** Begin DATA IN THIS EXERCISE **
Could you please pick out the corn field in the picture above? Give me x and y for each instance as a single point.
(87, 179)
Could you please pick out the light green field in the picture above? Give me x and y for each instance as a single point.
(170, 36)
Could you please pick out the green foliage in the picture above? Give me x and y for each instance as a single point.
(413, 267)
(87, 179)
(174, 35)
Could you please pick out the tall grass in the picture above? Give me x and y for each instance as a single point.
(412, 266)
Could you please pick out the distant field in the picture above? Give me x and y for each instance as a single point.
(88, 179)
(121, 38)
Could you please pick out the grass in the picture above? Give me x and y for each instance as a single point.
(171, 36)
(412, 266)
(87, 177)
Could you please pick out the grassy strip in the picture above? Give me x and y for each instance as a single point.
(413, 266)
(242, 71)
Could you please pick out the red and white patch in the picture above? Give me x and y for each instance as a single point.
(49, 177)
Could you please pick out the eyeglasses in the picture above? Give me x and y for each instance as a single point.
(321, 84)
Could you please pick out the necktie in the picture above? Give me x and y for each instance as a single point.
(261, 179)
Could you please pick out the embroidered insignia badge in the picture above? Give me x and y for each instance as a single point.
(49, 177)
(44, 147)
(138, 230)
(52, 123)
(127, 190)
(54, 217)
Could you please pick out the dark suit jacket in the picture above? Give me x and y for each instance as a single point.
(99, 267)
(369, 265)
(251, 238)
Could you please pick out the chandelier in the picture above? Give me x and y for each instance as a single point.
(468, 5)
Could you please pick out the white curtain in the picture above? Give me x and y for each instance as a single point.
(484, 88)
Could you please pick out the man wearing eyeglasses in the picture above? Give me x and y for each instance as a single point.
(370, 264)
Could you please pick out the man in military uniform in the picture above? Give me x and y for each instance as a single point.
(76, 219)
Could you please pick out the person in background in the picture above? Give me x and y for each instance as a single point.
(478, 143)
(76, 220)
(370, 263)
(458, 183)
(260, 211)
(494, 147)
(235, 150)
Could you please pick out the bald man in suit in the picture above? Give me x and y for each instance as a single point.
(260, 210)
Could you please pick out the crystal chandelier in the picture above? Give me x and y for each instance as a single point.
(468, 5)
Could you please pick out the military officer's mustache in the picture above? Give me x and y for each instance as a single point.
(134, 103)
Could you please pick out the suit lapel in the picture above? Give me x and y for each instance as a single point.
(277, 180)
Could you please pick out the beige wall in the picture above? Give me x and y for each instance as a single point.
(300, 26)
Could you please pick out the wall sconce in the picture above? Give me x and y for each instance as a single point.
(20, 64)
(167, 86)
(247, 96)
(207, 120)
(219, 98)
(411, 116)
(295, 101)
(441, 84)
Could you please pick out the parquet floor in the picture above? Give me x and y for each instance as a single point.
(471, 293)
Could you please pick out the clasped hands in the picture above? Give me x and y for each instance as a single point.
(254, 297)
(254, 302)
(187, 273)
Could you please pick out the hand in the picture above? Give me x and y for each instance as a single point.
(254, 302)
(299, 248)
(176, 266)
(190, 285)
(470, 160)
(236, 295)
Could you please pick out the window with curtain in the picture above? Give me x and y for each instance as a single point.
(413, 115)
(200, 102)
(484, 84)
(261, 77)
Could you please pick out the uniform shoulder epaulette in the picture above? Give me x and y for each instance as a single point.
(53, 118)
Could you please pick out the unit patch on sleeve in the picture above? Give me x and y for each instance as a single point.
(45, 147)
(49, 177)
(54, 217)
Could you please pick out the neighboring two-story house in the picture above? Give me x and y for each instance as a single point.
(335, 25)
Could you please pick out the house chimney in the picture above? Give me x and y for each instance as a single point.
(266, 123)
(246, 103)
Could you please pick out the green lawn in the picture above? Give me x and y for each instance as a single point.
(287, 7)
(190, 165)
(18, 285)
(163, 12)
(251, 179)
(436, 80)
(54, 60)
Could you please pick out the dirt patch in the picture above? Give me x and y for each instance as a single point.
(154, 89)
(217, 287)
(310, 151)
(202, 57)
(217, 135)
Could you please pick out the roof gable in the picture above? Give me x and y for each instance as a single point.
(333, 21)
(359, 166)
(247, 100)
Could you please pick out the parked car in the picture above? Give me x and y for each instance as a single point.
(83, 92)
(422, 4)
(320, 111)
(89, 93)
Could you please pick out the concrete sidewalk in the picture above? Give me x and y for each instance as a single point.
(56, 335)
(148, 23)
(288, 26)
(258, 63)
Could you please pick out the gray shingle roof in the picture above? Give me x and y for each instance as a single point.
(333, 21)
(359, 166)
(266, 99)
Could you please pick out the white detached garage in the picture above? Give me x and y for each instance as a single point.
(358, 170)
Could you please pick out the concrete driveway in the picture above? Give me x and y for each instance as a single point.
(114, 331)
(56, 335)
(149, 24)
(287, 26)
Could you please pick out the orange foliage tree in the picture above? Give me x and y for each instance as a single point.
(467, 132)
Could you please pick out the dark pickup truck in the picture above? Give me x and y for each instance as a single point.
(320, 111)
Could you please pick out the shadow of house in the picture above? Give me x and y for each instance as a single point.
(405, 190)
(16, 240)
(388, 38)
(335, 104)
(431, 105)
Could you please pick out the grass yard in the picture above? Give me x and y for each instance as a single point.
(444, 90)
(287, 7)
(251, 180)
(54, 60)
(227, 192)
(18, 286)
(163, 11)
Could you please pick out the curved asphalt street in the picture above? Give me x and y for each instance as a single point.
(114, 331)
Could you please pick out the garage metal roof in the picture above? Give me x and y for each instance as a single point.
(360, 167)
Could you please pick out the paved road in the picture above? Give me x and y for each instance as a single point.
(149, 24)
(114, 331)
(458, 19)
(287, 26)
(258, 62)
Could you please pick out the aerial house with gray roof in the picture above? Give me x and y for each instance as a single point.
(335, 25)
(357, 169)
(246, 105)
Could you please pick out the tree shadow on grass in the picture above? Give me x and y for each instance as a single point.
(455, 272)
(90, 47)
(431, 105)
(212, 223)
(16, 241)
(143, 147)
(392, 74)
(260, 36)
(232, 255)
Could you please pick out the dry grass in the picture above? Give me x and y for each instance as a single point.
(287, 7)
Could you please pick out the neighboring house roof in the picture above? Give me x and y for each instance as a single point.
** End DATA IN THIS EXERCISE **
• **BRIEF**: From the records above, please extract every line and repeat it exactly.

• **OUTPUT FOR THIS EXERCISE**:
Could you please pick out the corn field in the picture above? Give me x and y for each instance as a single point.
(87, 179)
Could you please pick out the light green field in the picture above? Give me x and y for each instance as a single point.
(170, 36)
Could you please pick out the green foliage in the picture above? Give me x and y for each instance as a single point.
(413, 267)
(87, 179)
(174, 35)
Could you please pick out the tall grass in the picture above? Give me x and y for each instance as a single point.
(412, 266)
Could you please pick out the distant field in the picture above? Give me x and y for each instance as a single point.
(88, 179)
(121, 38)
Could you please pick out the grass in the picture above? Give me x and y for each instance as a single point.
(171, 36)
(412, 266)
(87, 177)
Could you please pick out the grassy strip in the picture above? Give me x and y for each instance as a single point.
(413, 266)
(242, 71)
Could you please pick out the red and white patch in the picture above? Give me x and y for each instance as a single point.
(49, 177)
Could you please pick out the eyeglasses in the picture above? Give me x and y for each instance as a single point.
(321, 84)
Could you please pick out the necktie in the picture above? Give me x and y for each instance as a single point.
(261, 179)
Could you please pick out the embroidered insignia badge in the picture above? Give me x and y for each instance as a single point.
(49, 177)
(44, 147)
(138, 230)
(52, 123)
(127, 190)
(54, 217)
Could you please pick out the dark suit jacket in the picture above? Give me x and y for each instance as a single point.
(99, 267)
(369, 265)
(251, 238)
Could you please pick out the chandelier in the picture above? Give me x and y for each instance as a single point.
(468, 5)
Could you please pick out the white curtain in the picture above? Give me x and y for each instance as a single point.
(484, 88)
Could you please pick out the man wearing eyeglasses in the picture above? Give me x and y for each instance as a single point.
(370, 264)
Could you please pick out the man in military uniform in the picture above? Give me x and y for each instance as a single point.
(76, 219)
Could you please pick out the person in background in the picture above? Give me x and y for each instance as a single point.
(478, 143)
(76, 220)
(370, 263)
(458, 183)
(260, 211)
(494, 147)
(235, 150)
Could you please pick out the bald man in suit in the picture above? Give me x and y for each instance as a single point.
(260, 210)
Could you please pick out the crystal chandelier in the picture above? Give me x and y for each instance as a single point.
(468, 5)
Could you please pick out the military officer's mustache in the picture above? Give me x and y for each instance as a single point.
(134, 103)
Could you please pick out the suit lapel in the picture above? Give me x and y for each instance as a single point.
(277, 180)
Could you please pick out the beige wall in the picture above? Give me x and y for each instance as a single point.
(300, 26)
Could you please pick out the wall sconce in the picture above? Give me x and y for each instance as a single point.
(20, 64)
(167, 86)
(247, 96)
(207, 120)
(219, 98)
(411, 116)
(295, 101)
(441, 84)
Could you please pick out the parquet floor in the picture above? Give me x and y for each instance as a single point.
(471, 293)
Could you please pick out the clasped hands in the picture above? Give me x and y for each instance as a single point.
(254, 297)
(254, 302)
(187, 273)
Could you please pick out the hand in the picture above? Give me x and y for each instance as a single point.
(254, 302)
(299, 248)
(176, 266)
(190, 285)
(470, 160)
(236, 295)
Could you please pick out the window with curtain in the picture above? Give me x and y for each instance as a single point.
(413, 115)
(200, 102)
(484, 84)
(261, 77)
Could you please pick out the uniform shoulder epaulette in the picture above? Give me x and y for each instance as a single point.
(53, 118)
Could you please pick out the unit patch on sleeve in the picture above? Give me x and y for each instance as a single point.
(45, 147)
(49, 177)
(54, 217)
Could you please pick out the neighboring two-story house in the picture above? Give me x and y for each instance as a single point.
(335, 25)
Could you please pick out the house chimney in the picture above? Give me x and y for each instance as a single point.
(266, 123)
(246, 103)
Could you please pick out the green lawn in the picture above? Give me x and y for each instance as a single point.
(287, 7)
(190, 165)
(18, 285)
(163, 12)
(251, 179)
(436, 80)
(54, 60)
Could you please pick out the dirt patch in the picture above? Give me x and y for each instance as a single point.
(154, 89)
(217, 287)
(310, 151)
(202, 57)
(217, 135)
Could you please pick out the roof gable in the picture above? Give me x and y for each instance as a single point.
(333, 21)
(359, 166)
(247, 100)
Could you please pick out the parked car in the picture above? Give me x and y for each instance as a single point.
(83, 92)
(422, 4)
(320, 111)
(89, 93)
Could you please pick out the concrete sidewalk in the picture above? Give me x and y for each instance as a single point.
(56, 335)
(148, 23)
(288, 26)
(258, 63)
Could you please pick out the gray shingle roof in the picture above? Give me x and y for each instance as a single point.
(333, 21)
(359, 166)
(266, 99)
Could you please pick out the white detached garage in the picture above? Give me x and y for each instance as a single point.
(358, 170)
Could you please pick out the concrete driveway in the picture above? Give me x and y for each instance as a single point.
(114, 331)
(56, 335)
(149, 24)
(287, 26)
Could you please pick out the orange foliage tree in the picture above? Give me x and y for each instance as a single point.
(467, 132)
Could you please pick out the dark pickup truck in the picture above? Give me x and y for each instance as a single point.
(320, 111)
Could you please pick out the shadow of house in the picture above? Give me x and y for each instance as a single point.
(405, 190)
(16, 240)
(388, 38)
(335, 104)
(431, 105)
Could you please pick out the grass yard in the picture above? Give me x and y for each instance as a single point.
(444, 90)
(287, 7)
(251, 180)
(54, 60)
(227, 192)
(18, 286)
(163, 11)
Could you please pick out the curved asphalt street in the picture above? Give me x and y for each instance as a single point.
(114, 331)
Could you please pick out the garage metal roof in the picture above? Give me x and y for each instance as a single point.
(360, 167)
Could you please pick out the paved road in the picture above? Give me x and y for each instance as a single point.
(149, 24)
(114, 331)
(458, 19)
(287, 26)
(258, 62)
Could you please pick out the aerial house with gray roof in the picture above? Give me x and y for each instance as a single point.
(335, 25)
(357, 169)
(246, 105)
Could you please pick out the tree shadow on grass in the picture above? Give me x and y for each instance as a single point.
(455, 272)
(90, 47)
(431, 105)
(212, 223)
(16, 241)
(143, 147)
(392, 74)
(260, 36)
(232, 255)
Could you please pick out the dry grass in the picture above? Give me x and y for each instance as a single point.
(287, 7)
Could you please pick out the neighboring house roof in the picture above? Give me x and y for each instance as a single point.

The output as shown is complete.